• To do: In the records below, find the line containing "Roster-mapping task: tag the necklace" and retype it and every line after it exactly, adding nothing.

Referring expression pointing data
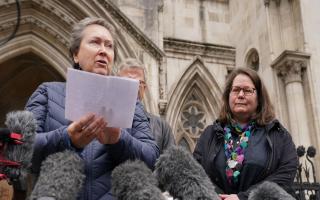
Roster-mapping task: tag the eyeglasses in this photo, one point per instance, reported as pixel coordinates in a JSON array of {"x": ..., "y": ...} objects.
[
  {"x": 141, "y": 82},
  {"x": 235, "y": 90}
]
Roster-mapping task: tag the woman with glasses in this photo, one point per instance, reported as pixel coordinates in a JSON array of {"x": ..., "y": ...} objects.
[{"x": 246, "y": 145}]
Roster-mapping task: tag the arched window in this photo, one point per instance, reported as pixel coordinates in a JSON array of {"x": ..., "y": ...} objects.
[{"x": 252, "y": 59}]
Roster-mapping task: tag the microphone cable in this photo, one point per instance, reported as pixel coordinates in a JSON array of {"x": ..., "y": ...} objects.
[{"x": 13, "y": 34}]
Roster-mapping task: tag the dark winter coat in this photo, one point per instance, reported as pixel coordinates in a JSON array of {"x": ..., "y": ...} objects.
[{"x": 282, "y": 159}]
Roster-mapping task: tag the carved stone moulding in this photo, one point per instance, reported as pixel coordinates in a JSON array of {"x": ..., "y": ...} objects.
[
  {"x": 174, "y": 45},
  {"x": 133, "y": 30},
  {"x": 290, "y": 65}
]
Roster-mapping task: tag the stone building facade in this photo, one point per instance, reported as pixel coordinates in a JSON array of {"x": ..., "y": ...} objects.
[{"x": 188, "y": 47}]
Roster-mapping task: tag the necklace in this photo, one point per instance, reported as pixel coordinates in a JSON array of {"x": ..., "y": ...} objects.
[{"x": 234, "y": 149}]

• Result below:
Roster-mapping task: tag the necklace in this photo, one point per instance, reported as pixel coordinates in a JSON array of {"x": ..., "y": ...} objects.
[{"x": 234, "y": 149}]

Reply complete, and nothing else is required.